Instruction 1 – From the bug report on IP aliases, extract the passage that opens with the words containing "Now here is" and closes with "istead of x.x.165.5.", copying it word for word.
Instruction 2 – In the bug report on IP aliases, which netmask does the comment suggest the aliases should be added with?

— begin Quoted text —

Description jack 2000-01-06 20:35:00 UTC
Within the ifcfg-eth0 file the machine is assigned an ip number lets say
x.x.165.5, after the system loads ifcfg-eth0 & several alias files
ifcfg-eth0:1 - ifcfg-eth0:15 and you run ifconfig it reports back that the
ifcfg-eth0 is the x.x.165.5 ip number as expected, and those other alias
files as well.

Now here is the problem, when you telnet from this machine into another
computer, that computer sees your IP number as x.x.165.43 and not
x.x.165.5.

The ip number it is acting as is one of the valid alias IP numbers, but is
*not* the one we assign to the machine.  If I manipulate the ifcfg-eth0:1
-
ifcfg-eth0:15 filenames so that a different ip number is contained within
lets say ifcfg-eth0:1 it then thinks that, that is the ip number for the
machine again istead of x.x.165.5.

The problem of course is that we restrict security to our other linux
servers by IP number, and since this IP number is wrong we can't access
our
other servers.  One footnote is that if you ping or query the proper ip
number, that works, it's just when you telnet or ftp from the console into
an other system that it sees it wrong.

Comment 1 Ben LaHaise 2000-02-17 21:53:59 UTC
What netmask are you adding the aliases with?  It sounds like the aliases are
being added with the same netmask as the rest of the network instead of
255.255.255.255, which will lead to a network route being installed for each
alias that overrides the default netmask.

— end Quoted text —
— begin Data lines —

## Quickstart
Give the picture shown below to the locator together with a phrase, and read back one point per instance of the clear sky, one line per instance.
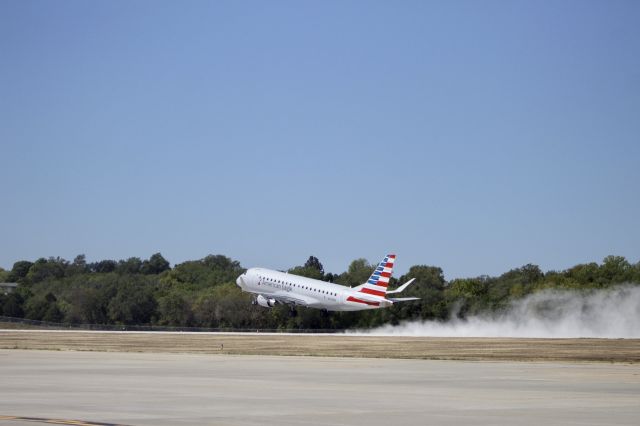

— end Data lines —

Full output 1 –
Now here is the problem, when you telnet from this machine into another
computer, that computer sees your IP number as x.x.165.43 and not
x.x.165.5.

The ip number it is acting as is one of the valid alias IP numbers, but is
*not* the one we assign to the machine.  If I manipulate the ifcfg-eth0:1
-
ifcfg-eth0:15 filenames so that a different ip number is contained within
lets say ifcfg-eth0:1 it then thinks that, that is the ip number for the
machine again istead of x.x.165.5.

Full output 2 – 255.255.255.255